Identify every line in the records below that contains the word "book" and copy each of those lines in full. Case counts when matching.

__Given data__.
☆ ☆ ☆ ☆
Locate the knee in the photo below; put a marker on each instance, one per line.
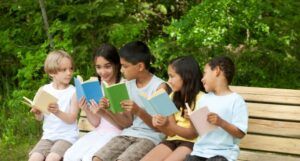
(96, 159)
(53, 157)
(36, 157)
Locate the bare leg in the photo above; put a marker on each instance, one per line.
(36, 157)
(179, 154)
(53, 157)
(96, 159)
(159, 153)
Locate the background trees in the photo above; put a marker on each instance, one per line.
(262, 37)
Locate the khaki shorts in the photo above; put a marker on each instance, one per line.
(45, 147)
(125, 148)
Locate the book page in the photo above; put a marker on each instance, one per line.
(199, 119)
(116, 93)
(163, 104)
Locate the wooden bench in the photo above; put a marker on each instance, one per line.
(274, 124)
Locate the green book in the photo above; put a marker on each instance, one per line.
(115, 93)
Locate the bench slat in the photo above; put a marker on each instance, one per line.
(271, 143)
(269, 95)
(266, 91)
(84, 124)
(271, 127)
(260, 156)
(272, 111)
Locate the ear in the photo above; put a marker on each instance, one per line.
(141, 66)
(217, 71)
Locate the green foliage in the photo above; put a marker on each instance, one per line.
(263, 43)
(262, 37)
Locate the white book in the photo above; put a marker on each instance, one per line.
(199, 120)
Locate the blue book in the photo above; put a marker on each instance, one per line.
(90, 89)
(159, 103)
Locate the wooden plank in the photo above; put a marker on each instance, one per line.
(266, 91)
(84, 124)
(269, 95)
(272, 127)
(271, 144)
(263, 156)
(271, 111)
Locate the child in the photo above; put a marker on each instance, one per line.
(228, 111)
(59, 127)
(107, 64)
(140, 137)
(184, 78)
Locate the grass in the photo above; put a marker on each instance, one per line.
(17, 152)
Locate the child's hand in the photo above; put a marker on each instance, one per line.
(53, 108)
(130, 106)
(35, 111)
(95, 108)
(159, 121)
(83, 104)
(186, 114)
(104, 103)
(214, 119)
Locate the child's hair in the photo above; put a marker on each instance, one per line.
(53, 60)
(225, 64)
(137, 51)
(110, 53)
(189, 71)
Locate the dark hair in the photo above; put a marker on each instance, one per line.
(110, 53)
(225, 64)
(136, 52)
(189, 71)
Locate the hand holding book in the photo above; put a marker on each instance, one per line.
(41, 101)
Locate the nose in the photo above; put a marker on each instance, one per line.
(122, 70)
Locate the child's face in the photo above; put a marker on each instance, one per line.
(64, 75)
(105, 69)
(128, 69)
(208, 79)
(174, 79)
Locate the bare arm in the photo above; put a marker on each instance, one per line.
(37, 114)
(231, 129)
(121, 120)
☆ ☆ ☆ ☆
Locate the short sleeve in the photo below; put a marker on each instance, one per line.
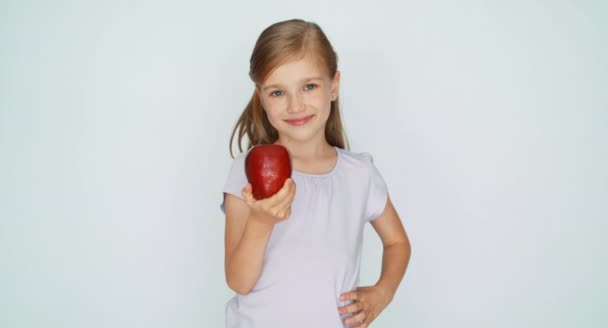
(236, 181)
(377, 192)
☆ ☆ ☆ ☆
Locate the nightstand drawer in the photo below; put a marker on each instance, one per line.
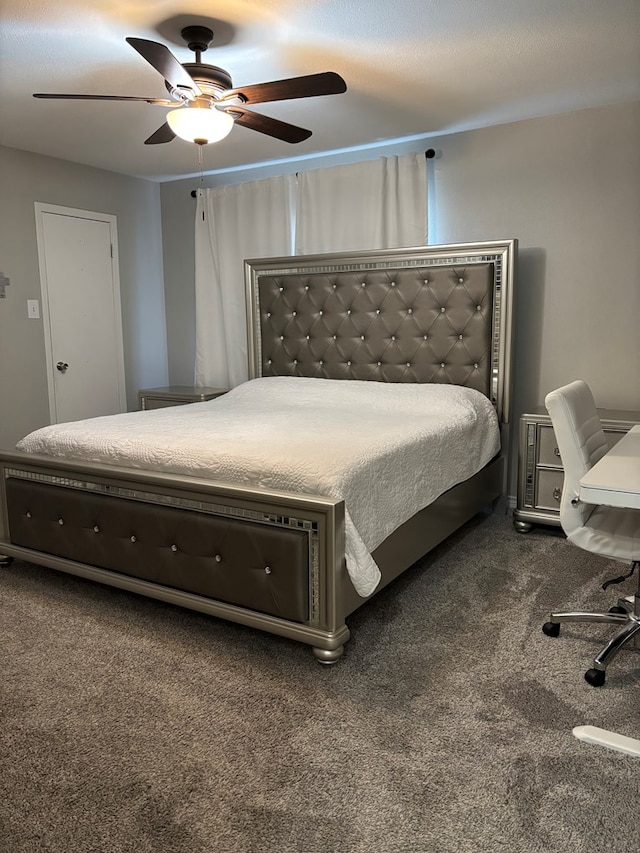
☆ ☆ ☆ ☆
__Exercise answer__.
Locate the book page in the photo above; put a marker on each instance, one per line.
Locate the green book in the photo above; put a marker on each instance, one per line.
Locate the white book in the photo above; put a marker on each instance, one per line.
Locate the blue book in the photo above; put a marker on each instance, one per line.
Locate the hand holding book in the photo above; put a marker on each instance, one per line.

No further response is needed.